### [Activity]
Answer these questions from the summary of the 2017 Standards of Medical Care in Diabetes:
1. To what postpartum window was the testing of women with gestational diabetes mellitus for persistent diabetes changed?
2. How often should prolonged sitting be interrupted with short bouts of physical activity?
3. Long-term use of which medication is associated with B12 deficiency?
Top of Supplied passage
1. ADA publishes ADA Clinical Practice Recommendations 2017

Psychological health, access to care, expanded and personalized treatment options, and tracking of hypoglycemia in people with diabetes are key areas emphasized in the American Diabetes Association’s (Association) new 2017 Standards of Medical Care in Diabetes. Some of the revisions made to the existing guidelines are as follows:

Section 2. Classification and Diagnosis of Diabetes

The section was updated to include a new consensus on the staging of type 1 diabetes and a discussion of a proposed unifying diabetes classification scheme that focuses on β-cell dysfunction and disease stage as indicated by glucose status. A section was added that discusses recent evidence on screening for diabetes in dental practices.

The recommendation to test women with gestational diabetes mellitus for persistent diabetes was changed from 6–12 weeks' postpartum to 4–12 weeks' postpartum to allow the test to be scheduled just before the standard 6-week postpartum obstetrical checkup so that the results can be discussed with the patient at that time of the visit or to allow the test to be rescheduled at the visit if the patient did not get the test.

Section 3. Comprehensive Medical Evaluation and Assessment of Comorbidities

The Standards of Care now recommends the assessment of sleep pattern and duration as part of the comprehensive medical evaluation based on emerging evidence suggesting a relationship between sleep quality and glycemic control. An expanded list of diabetes comorbidities now includes autoimmune diseases, HIV, anxiety disorders, depression, disordered eating behaviour, and serious mental illness.

Section 4. Lifestyle Management

The recommendation for nutrition therapy in people prescribed flexible insulin therapy was updated to include fat and protein counting in addition to carbohydrate counting for some patients to reflect evidence that these dietary factors influence insulin dosing and blood glucose levels. Based on new evidence of glycemic benefits, the Standards of Care now recommends that prolonged sitting be interrupted every 30 min with short bouts of physical activity.

Section 5. Prevention or Delay of Type 2 Diabetes

To reflect new evidence showing an association between B12 deficiency and long-term metformin use, a recommendation was added to consider periodic measurement of B12 levels and supplementation as needed.
Bottom of Supplied passage
Top of Record set
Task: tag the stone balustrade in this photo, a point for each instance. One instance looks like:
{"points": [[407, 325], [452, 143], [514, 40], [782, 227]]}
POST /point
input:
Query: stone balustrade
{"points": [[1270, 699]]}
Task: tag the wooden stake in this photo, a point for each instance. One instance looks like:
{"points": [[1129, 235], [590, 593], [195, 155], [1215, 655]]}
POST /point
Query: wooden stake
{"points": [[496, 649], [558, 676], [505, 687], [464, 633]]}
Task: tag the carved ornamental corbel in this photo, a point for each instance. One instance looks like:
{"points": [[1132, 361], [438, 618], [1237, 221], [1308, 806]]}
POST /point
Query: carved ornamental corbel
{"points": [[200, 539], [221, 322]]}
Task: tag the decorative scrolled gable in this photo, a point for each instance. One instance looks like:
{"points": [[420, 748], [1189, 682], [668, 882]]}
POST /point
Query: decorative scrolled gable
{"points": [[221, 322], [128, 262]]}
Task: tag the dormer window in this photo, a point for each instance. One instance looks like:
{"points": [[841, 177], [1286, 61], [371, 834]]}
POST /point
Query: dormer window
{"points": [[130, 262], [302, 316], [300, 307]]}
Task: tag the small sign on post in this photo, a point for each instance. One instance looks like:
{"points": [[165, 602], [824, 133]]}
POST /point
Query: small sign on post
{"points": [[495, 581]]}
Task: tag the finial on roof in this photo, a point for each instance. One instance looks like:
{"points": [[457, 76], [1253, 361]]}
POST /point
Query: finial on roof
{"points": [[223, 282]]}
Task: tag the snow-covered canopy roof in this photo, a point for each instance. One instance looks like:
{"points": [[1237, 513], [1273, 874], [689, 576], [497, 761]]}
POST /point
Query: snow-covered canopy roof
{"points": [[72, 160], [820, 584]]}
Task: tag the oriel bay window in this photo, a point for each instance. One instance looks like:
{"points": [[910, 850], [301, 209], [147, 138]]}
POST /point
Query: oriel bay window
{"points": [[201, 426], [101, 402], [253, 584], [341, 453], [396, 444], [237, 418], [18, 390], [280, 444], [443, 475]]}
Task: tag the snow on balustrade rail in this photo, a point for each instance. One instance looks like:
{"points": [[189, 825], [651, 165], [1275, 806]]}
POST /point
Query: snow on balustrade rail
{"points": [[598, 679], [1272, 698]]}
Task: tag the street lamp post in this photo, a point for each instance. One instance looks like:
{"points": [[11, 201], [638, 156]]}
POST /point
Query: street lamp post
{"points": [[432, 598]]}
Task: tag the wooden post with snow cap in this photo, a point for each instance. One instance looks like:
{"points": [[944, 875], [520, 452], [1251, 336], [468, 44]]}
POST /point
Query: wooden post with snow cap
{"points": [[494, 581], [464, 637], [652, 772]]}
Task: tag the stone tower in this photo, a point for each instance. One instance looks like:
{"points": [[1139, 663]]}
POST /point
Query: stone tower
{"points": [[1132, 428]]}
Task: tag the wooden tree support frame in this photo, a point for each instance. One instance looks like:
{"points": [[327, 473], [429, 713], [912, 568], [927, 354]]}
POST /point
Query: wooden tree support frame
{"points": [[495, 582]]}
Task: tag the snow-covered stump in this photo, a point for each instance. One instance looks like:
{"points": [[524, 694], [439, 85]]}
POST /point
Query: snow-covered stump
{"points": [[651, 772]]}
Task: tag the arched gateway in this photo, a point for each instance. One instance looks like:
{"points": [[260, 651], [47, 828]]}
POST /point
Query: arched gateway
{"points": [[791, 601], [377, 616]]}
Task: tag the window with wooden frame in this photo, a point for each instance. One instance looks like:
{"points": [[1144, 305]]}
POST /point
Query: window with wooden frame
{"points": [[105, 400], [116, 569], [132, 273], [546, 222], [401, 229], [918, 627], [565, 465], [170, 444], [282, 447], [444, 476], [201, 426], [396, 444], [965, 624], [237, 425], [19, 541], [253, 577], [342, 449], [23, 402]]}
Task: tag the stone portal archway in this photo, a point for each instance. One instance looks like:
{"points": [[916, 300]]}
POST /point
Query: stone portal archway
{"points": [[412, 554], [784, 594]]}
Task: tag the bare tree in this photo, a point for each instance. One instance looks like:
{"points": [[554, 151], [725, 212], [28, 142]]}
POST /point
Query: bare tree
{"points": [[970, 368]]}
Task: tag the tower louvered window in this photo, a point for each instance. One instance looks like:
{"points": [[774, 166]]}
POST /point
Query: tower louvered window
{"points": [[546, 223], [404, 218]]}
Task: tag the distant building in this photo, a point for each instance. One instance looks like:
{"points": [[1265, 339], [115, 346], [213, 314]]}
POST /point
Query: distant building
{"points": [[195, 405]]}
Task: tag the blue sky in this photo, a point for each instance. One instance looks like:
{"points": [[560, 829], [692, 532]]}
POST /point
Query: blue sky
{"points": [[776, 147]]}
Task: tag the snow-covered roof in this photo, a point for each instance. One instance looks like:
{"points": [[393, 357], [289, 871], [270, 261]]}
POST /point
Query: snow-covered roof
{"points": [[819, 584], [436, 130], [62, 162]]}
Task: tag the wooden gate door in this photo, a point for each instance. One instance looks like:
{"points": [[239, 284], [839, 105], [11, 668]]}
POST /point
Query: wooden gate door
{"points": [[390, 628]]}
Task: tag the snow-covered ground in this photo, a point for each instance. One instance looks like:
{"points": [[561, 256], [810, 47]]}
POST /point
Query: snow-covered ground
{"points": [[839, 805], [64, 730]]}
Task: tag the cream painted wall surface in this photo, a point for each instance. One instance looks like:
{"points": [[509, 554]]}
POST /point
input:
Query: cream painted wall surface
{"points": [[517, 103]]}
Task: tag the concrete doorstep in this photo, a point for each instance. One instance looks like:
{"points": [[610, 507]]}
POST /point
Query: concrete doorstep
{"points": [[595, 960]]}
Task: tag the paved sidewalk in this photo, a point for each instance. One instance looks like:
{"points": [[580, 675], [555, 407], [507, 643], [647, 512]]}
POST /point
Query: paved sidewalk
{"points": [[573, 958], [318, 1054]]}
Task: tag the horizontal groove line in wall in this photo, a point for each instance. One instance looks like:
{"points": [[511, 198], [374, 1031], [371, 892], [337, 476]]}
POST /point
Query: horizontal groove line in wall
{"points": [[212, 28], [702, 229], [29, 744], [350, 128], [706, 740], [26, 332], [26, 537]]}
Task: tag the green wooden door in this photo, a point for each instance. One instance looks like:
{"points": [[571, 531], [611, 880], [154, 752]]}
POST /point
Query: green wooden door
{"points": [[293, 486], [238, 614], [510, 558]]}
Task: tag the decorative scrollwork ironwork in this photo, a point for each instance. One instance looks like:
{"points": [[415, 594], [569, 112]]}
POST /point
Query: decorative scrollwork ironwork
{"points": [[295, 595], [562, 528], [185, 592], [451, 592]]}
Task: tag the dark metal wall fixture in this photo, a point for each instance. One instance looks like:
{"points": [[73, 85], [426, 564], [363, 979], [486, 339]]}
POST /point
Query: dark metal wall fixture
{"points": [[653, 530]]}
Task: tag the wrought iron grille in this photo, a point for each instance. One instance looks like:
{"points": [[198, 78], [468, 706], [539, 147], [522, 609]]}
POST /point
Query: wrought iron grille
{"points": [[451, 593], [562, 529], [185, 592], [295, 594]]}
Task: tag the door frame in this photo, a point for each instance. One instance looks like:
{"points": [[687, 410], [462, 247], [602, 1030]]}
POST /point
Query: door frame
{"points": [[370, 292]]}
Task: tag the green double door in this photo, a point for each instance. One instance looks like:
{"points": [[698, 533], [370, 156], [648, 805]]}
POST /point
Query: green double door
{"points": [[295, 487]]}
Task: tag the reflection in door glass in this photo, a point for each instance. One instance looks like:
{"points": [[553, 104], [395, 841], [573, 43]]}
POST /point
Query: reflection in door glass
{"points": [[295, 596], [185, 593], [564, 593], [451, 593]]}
Bottom of Record set
### [Result for this exercise]
1. 4–12 weeks' postpartum
2. Every 30 min
3. Metformin